TASK REQUIREMENTS >> Continue the article on the Oura Ring's accuracy, picking up right after its last sentence.

EXCERPT TO READ >>

* * *

The Accuracy of The Oura Ring
In this article, we’ll walk you through the reliability of the Oura Ring. We’ll then introduce you to several research studies that have been conducted featuring Oura, to reveal how well the Oura Ring stacks up against medical-grade technology and standards.
Form & Function
1. Measuring From the Finger
Unlike other wearables, Oura measures changes in your blood pulse volume from the finger instead of the wrist. If you recall the last time you went to the doctor, you may remember having your pulse taken from your finger and not your wrist—ironic? Indeed, there’s a reason for this. The arteries on the palm side of your finger are closer to the surface and larger than the capillaries found in your wrist, which permits for more intimate and precise measurement. Measuring directly from the arteries in your finger also allows Oura to capture your pulse signal as it leaves the heart, rather than on a delay on the return. Keep in mind that wrist oriented wearables are heavier and more likely to move, thereby exposing them to surrounding temperature. The Oura Ring in comparison, has a minimal profile and can nimbly follow skin temperature changes as its NTC (negative temperature coefficient) temperature sensor remains in close contact with your skin 24/7.

* * *

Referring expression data
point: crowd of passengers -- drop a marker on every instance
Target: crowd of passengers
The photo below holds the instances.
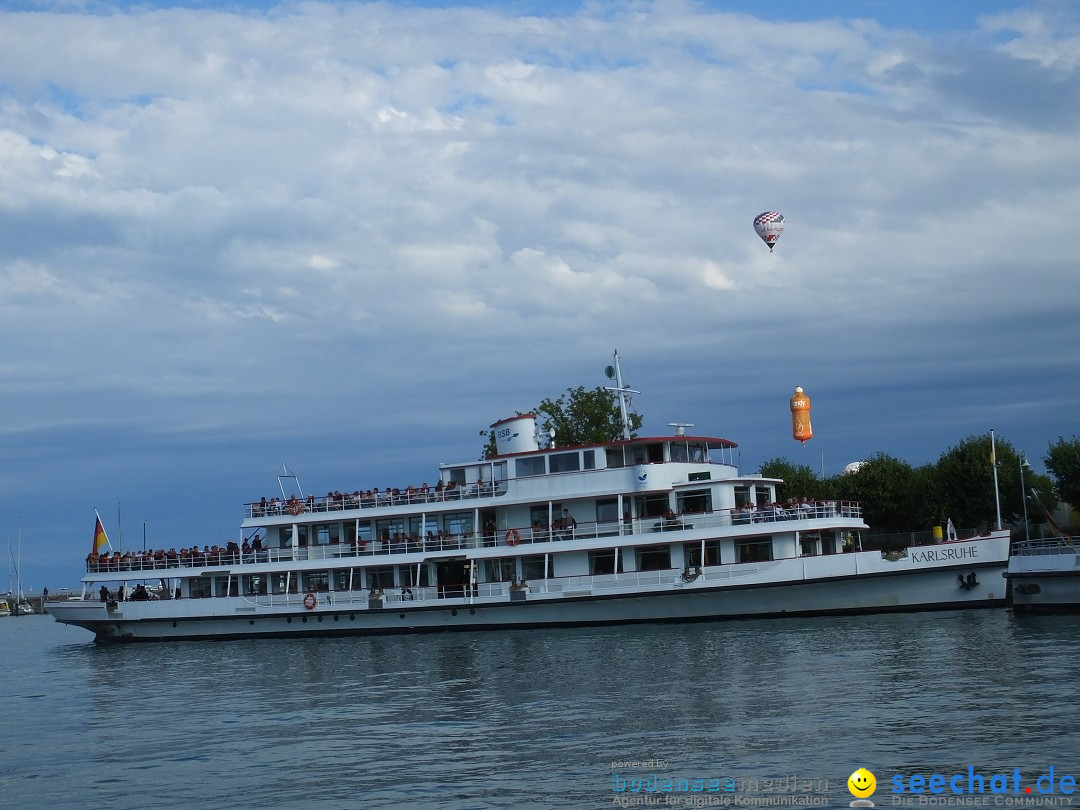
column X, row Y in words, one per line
column 375, row 497
column 791, row 510
column 193, row 557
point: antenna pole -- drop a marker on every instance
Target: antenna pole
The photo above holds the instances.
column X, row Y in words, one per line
column 621, row 390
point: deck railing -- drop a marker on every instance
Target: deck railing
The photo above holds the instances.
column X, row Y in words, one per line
column 724, row 518
column 313, row 503
column 1048, row 545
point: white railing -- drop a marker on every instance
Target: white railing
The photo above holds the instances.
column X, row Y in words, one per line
column 1048, row 545
column 410, row 496
column 159, row 561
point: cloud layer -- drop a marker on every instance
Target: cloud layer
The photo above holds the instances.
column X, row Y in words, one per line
column 352, row 235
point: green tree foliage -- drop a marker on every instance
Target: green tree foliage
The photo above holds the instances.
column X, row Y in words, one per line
column 1063, row 461
column 799, row 481
column 966, row 483
column 578, row 417
column 582, row 416
column 889, row 490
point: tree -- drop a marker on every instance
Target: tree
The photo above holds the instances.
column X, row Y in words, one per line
column 889, row 490
column 585, row 417
column 578, row 417
column 799, row 481
column 1063, row 461
column 966, row 482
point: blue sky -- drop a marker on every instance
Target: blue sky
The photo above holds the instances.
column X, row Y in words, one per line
column 349, row 237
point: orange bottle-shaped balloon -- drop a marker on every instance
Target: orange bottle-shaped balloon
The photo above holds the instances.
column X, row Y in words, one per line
column 800, row 416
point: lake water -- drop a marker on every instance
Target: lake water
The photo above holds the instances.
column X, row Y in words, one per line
column 773, row 713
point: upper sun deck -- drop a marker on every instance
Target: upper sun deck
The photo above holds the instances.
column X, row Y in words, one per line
column 527, row 473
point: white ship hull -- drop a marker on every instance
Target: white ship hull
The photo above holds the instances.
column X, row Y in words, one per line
column 958, row 575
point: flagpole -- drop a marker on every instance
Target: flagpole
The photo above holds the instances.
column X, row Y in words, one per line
column 994, row 461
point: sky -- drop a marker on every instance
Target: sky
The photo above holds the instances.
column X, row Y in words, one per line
column 348, row 237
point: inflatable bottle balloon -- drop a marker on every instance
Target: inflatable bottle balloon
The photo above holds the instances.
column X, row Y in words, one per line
column 800, row 416
column 769, row 226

* * *

ANSWER AREA >>
Additionally, your fingers are in the furthest part of your peripheral vascular system, where within-day temperature variations are strongest. The wide range of fluctuation drawn from your skin temperature turns out to be very informative. These variations reflect your body's fine-tuned temperature regulation system that strives to keep your core body temperature stable by redirecting heat out through your skin over the course of the day. Your body changes this "heat redirection" in particular ways depending if you're healthy or sill, male or female, asleep or awake, etc. *Below, we provide more details on Oura's temperature detection.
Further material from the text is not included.